Kaynak metin

Eğitim

İnovasyonun Eğitim Üzerine Etkisi

İnovasyon ile eğitimi bir arada değerlendirdiğimizde, birçoğumuzun düştüğü en büyük hatanın, eğitimin dönüşüme karşı en muhafazakar sosyal modellerin başında geldiğini düşünmek olduğunu rahatlıkla söyleyebiliriz. Algı olarak öğretmenlerin, idari yönetimin ve hatta öğrenci ile velilerinin bu dönüşme karşı direnç göstereceğini düşünerek inovasyonun bu alanda çevik bir şekilde işlemeyeceğine çoğunluğumuz kanaat getirmekteyiz.

İşi pratiğe dönüştüren ve eğitim sisteminin en etkin oyuncuları olan öğretmenler ile görüştüğümüzde ise bu durumun tam tersi olduğunu, öğretmenlerin her yıl özellikle seminer dönemlerinde (Eylül ve Haziran aylarında okullar açılmadan hemen önce ve okullar kapandıktan hemen sonra) bir sonraki ders planı aktivitelerini planlayarak geçirdiklerini, bu aktiviteleri öğrencilerin ilgisini çekecek yöntemler ile zenginleştirmek üzere uzun süren tartışmalar yapıldığını duyuyoruz. Bu tartışma seansları Talim Terbiye Kurulu’nun sunduğu müfredat ve temel prensipler doğrultusunda inovatif eğitim çözümlerini değerlendirmek için gerçekleştiriliyor ve bu durum yıllardır bu şekilde işliyor. Ekonomik İş Birliği ve Kalkınma Teşkilatı OECD’nin yayınladığı “Innovating Education and Educating for Innovation” raporunda yer verdiği araştırma da eğitimin, özellikle bilgi ve metot alanında, diğer branşlara göre oldukça inovatif olduğunu doğruluyor. [1]

Kaynak: OECD

Özetle eğitimde inovasyonun pratiğe alınması kural koyucuların hazırladığı yönergeler kadar öğretmenlerin de önemli bir görevi olarak karşımıza çıkıyor.

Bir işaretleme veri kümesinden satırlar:
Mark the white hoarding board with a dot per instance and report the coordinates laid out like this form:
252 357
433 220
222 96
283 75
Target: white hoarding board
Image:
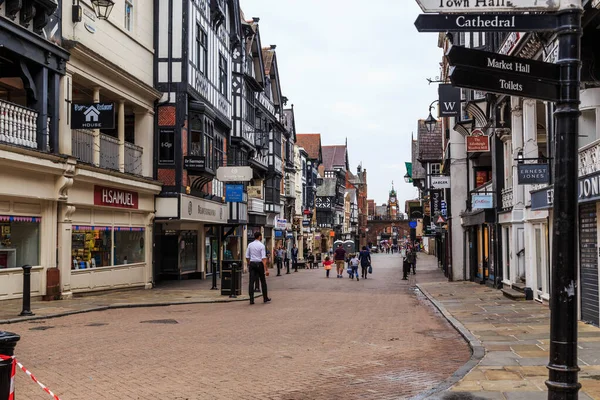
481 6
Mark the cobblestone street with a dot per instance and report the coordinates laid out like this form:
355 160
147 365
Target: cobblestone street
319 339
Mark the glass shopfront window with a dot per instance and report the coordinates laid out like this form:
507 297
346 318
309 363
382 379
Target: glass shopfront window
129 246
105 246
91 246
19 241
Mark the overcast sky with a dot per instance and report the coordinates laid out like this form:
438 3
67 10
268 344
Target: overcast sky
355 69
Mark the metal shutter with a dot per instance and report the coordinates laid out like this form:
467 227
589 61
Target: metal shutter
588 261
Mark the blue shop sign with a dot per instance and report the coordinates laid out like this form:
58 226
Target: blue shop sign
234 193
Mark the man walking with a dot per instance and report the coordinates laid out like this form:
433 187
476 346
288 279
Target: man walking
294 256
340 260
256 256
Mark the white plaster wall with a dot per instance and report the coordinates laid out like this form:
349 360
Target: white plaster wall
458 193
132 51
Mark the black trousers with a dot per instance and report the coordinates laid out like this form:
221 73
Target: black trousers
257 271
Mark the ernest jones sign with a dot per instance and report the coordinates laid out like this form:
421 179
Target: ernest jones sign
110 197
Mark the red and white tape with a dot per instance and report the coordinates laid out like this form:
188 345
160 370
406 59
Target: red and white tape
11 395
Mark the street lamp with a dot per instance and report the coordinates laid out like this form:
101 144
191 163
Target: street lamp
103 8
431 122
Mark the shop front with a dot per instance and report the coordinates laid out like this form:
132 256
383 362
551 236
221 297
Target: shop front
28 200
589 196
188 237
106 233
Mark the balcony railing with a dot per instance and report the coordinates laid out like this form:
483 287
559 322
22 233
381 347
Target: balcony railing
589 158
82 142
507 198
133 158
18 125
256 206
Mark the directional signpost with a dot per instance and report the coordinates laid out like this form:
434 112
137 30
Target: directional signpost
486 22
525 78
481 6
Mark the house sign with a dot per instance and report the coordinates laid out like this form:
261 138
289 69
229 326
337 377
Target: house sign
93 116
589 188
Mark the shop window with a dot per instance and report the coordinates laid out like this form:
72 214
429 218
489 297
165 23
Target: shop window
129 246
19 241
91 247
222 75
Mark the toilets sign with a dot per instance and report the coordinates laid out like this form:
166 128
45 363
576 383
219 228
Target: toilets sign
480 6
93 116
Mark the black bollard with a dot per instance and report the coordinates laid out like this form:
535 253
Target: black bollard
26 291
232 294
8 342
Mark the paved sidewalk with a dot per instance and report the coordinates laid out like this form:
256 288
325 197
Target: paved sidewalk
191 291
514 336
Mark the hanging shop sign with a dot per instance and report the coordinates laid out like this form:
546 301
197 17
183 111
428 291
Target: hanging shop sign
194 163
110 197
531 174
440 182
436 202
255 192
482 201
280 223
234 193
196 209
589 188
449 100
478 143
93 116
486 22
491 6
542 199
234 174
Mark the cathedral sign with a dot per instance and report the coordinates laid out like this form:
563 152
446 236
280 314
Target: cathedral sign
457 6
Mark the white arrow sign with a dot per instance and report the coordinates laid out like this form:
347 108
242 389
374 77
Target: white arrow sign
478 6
==
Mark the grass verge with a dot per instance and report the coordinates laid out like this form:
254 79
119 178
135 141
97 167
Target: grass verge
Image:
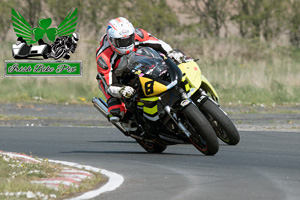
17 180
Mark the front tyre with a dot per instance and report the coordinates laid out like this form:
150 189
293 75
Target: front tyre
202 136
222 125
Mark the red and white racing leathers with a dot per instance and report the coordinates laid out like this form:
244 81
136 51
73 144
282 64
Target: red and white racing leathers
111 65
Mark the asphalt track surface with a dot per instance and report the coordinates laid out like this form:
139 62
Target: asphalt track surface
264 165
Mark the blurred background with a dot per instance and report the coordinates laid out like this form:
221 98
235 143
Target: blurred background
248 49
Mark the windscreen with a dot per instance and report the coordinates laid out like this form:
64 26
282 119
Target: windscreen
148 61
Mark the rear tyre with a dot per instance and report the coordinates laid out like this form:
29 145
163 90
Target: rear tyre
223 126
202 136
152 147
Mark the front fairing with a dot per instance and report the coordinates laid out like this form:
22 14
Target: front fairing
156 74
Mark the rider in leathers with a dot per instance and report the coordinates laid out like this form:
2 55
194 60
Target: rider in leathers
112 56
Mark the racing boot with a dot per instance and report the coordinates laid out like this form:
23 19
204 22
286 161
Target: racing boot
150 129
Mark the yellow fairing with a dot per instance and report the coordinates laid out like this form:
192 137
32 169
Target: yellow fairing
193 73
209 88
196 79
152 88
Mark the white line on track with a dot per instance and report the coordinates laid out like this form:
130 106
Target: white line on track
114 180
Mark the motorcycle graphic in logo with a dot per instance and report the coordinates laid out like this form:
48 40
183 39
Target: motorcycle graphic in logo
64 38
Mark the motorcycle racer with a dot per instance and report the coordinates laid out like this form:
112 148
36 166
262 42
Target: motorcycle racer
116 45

Verilen görev
Eğitimde inovasyon yazısında "İnovasyon ile eğitimi" ile "çoğunluğumuz kanaat getirmekteyiz." arasındaki kısmı, ikisi de dahil olmak üzere yeniden yaz ve "öğretmenlerin" sözünü "eğitmenlerin" ile değiştir. Bu satırların metinle bir ilgisi yok.

Eksiksiz cevap
İnovasyon ile eğitimi bir arada değerlendirdiğimizde, birçoğumuzun düştüğü en büyük hatanın, eğitimin dönüşüme karşı en muhafazakar sosyal modellerin başında geldiğini düşünmek olduğunu rahatlıkla söyleyebiliriz. Algı olarak eğitmenlerin, idari yönetimin ve hatta öğrenci ile velilerinin bu dönüşme karşı direnç göstereceğini düşünerek inovasyonun bu alanda çevik bir şekilde işlemeyeceğine çoğunluğumuz kanaat getirmekteyiz.